→ TEXTO EXTRAÍDO
· · · · · · ·
Aquella llamada telefónica la hizo desde Montevideo el jefe de la Estación de la CIA en Uruguay, Howard Hunt, a la Ciudad de México. Una de sus frases fue:

–Es inminente un asunto de grave importancia para nuestro país…

La respuesta de su interlocutor, el espía de esa agencia, Dandol Dianzi, fue un pesado silencio.
Corría el 20 de noviembre de 1963; es decir, dos días antes de que fuera asesinado en la ciudad de Dallas el presidente John Fitzgerald Kennedy.

Una gran predicción.

Pues bien, a veces las tragedias de la Historia se repiten, pero –en contra de lo que supo proclamar cierto filósofo alemán del siglo XIX– no siempre en forma de farsa. Ni de acuerdo al plan de sus hacedores.
· · · · · · ·
→ ENUNCIADO 1
Cita tal cual, por favor, el tramo de los registros que va desde la línea que contiene "wooden table, shaped like this sample" hasta la que contiene "Query: suit jacket sleeve", ambas incluidas.
El texto y los registros no guardan relación entre sí.
· · · · · · ·
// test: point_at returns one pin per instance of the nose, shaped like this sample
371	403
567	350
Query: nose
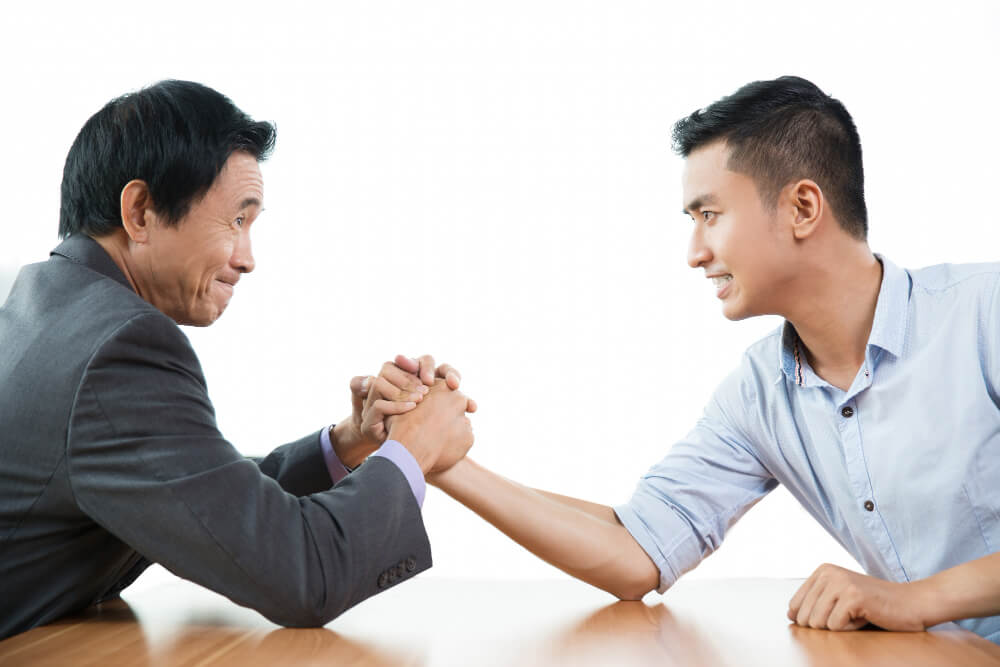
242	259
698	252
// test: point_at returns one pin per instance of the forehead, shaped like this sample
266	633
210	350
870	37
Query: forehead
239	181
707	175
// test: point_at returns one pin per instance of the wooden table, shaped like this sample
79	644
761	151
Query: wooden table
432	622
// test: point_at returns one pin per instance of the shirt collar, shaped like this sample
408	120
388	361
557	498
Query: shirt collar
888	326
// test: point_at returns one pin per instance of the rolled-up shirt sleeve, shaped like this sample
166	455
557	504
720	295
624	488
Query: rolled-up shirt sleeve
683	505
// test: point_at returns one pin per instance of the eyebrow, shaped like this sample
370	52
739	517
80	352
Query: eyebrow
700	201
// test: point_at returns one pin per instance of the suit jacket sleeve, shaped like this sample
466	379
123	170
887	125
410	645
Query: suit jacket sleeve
· · · · · · ·
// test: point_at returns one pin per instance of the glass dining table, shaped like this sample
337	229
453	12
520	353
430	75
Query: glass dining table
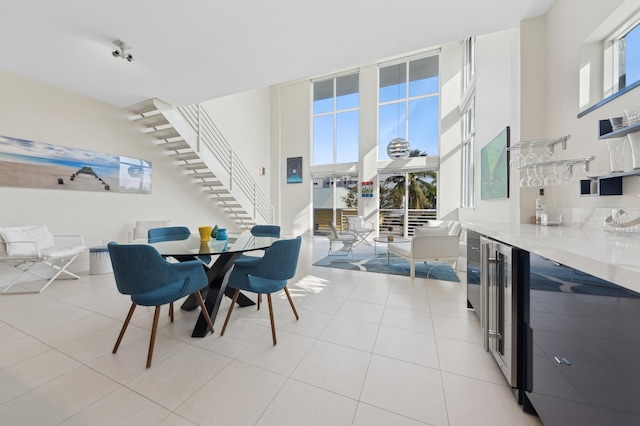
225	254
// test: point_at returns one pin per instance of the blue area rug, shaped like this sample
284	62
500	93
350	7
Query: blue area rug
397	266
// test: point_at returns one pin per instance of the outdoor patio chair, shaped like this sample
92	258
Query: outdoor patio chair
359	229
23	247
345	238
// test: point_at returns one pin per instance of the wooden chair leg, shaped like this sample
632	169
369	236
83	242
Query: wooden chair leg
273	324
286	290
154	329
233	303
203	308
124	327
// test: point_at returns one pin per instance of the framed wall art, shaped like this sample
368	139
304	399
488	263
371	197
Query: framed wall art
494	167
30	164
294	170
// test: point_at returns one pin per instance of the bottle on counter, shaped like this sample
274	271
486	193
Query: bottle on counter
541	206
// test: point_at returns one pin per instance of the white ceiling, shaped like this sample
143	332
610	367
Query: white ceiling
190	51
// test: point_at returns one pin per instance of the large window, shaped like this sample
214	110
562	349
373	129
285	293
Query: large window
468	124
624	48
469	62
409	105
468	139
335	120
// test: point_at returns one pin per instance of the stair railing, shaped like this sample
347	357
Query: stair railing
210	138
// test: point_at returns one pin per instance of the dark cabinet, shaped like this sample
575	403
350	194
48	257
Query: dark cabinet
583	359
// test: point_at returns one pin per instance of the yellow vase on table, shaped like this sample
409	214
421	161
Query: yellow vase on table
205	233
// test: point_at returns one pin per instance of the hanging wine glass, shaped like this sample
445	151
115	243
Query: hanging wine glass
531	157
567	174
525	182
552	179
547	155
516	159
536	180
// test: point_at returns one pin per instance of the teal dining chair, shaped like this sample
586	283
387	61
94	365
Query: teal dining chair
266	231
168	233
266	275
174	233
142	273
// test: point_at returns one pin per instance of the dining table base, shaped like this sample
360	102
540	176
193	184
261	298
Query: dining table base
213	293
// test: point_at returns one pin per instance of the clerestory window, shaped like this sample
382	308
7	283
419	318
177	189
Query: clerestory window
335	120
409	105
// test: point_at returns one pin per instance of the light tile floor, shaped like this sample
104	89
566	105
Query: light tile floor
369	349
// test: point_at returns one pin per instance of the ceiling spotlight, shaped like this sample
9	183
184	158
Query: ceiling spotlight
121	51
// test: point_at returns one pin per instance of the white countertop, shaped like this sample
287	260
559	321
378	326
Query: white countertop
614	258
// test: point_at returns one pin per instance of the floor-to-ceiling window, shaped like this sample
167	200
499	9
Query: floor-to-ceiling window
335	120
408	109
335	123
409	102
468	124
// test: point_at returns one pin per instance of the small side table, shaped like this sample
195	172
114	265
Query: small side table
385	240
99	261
· · · · · · ·
→ ENUNCIADO 2
Prosigue el texto sobre la llamada de la CIA previa al asesinato de Kennedy a partir de su última frase.

→ RESULTADO FINAL 1
// test: point_at returns one pin per instance of the wooden table, shaped like this sample
79	644
761	151
Query: wooden table
432	622
// test: point_at returns one pin per instance of the shirt collar, shaped like this sample
408	120
388	361
557	498
Query: shirt collar
888	326
// test: point_at returns one pin per instance of the rolled-up shirt sleeve, shaped like this sample
166	455
557	504
720	295
624	488
Query: rolled-up shirt sleeve
683	505
// test: point_at returns one pin per instance of the eyebrow, shaped like this sample
370	52
739	517
80	352
Query: eyebrow
700	201
// test: point_at returns one pin per instance of the suit jacket sleeve, shaped like this sample
466	379
123	170
887	125
410	645
Query: suit jacket sleeve

→ RESULTADO FINAL 2
Lo prueba esa ya famosa sobremesa en la confitería Casablanca, cuando el diputado de PRO, Gerardo Milman, soltó:

–Cuando la maten, estaré en la costa.

La respuesta de sus interlocutoras –la ex Miss Argentina y ex directora de la Escuela de Inteligencia del Ministerio de Seguridad durante el macrismo, Carolina Gómez Mónaco, e Ivana Bohdziewicz, quienes integraban la troupe de asesoras del legislador– fue un pesado silencio.

Corría el 30 de agosto de 2022; es decir, dos días antes del intento de asesinato a la vicepresidenta Cristina Fernández de Kirchner.

Otra gran predicción, aunque –ya se sabe– imperfecta.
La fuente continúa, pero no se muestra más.